* Start Extracted text *

Usually, underfloor heating is implemented because people desire the comfort of warm feet. In the Passive House however, this is achieved in any case due to the excellent insulation. User experiences confirm this:
An underfloor heating system will have relatively little effect in the Passive House in terms of increased comfort. Due to the smaller heating power, it is unlikely that the floor temperature will get much warmer than 24°C. However, if at all, this temperature will only occur as a maximum winter temperature, i.e. in the heating load case. In order to achieve warm feet, it would be more expedient to select the correct type of floor covering and to give preference to “warm” materials like wood (lower heat dissipation).
An advantage of underfloor heating is that it requires very low flow temperatures, therefore in the Passive House, such heated surfaces can be successfully coupled with systems that provide low flow temperatures (e.g. heat pumps). A disadvantage is that such a system is not a cost-effective supply variant for a Passive House. In the Passive House, it does not matter how and where the small amount of residual heat is supplied. For achieving this cost-effectively, it is possible to use the ventilation system, which is essential in any case, for heating as well. Nevertheless, various Passive Houses with underfloor heating systems have been realised.
How can I balance ventilation ducts?
Especially if you want to balance the fans with the help of individually measured values, you'll need a precise measurement of air flow rates. We recommend the use of a device called a flow finder, which tends to be far more accurate than an anemometer, as it is equipped with an auxiliary fan that compensates the additional pressure difference of the hood.
Is the ventilation system noisy?
A ventilation system, that is designed and executed with care will not be audible in standard operation mode. Most ventilation units should be installed in a utility room or another area not too close to the bedroom. Ducting systems needs to be fitted with silencers. The home will also be better protected against noise from outside.
Is it necessary to install a mechanical ventilation system with heat recovery (MVHR)/HRV, or may I use windows for ventilation?

* End Extracted text *
* Start Record excerpts *

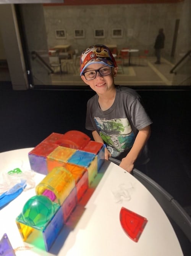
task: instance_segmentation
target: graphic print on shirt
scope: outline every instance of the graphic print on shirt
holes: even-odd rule
[[[131,125],[127,118],[107,120],[94,117],[99,135],[107,144],[107,149],[116,157],[132,146],[134,140]]]

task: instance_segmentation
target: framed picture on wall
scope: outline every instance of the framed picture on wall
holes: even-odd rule
[[[63,39],[66,38],[66,31],[64,29],[57,29],[55,30],[56,38]]]
[[[104,38],[105,37],[105,30],[102,28],[94,30],[94,37]]]
[[[115,38],[123,37],[123,30],[121,28],[113,28],[112,30],[112,36]]]
[[[85,37],[84,29],[75,29],[74,37],[75,38],[84,38]]]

* End Record excerpts *

▶ [Requests]:
**1)** In the Passive House text, which device is recommended for measuring air flow rates when balancing ventilation ducts?
**2)** Using the Passive House text, explain why underfloor heating adds relatively little comfort in a Passive House.

▶ [Exercise responses]:
**1)** A flow finder.

**2)** The excellent insulation of a Passive House already provides warm feet, which is the usual reason for installing underfloor heating. Because the heating power is smaller, the floor temperature is also unlikely to rise much above 24°C, and it would reach that level only at the maximum winter heating load.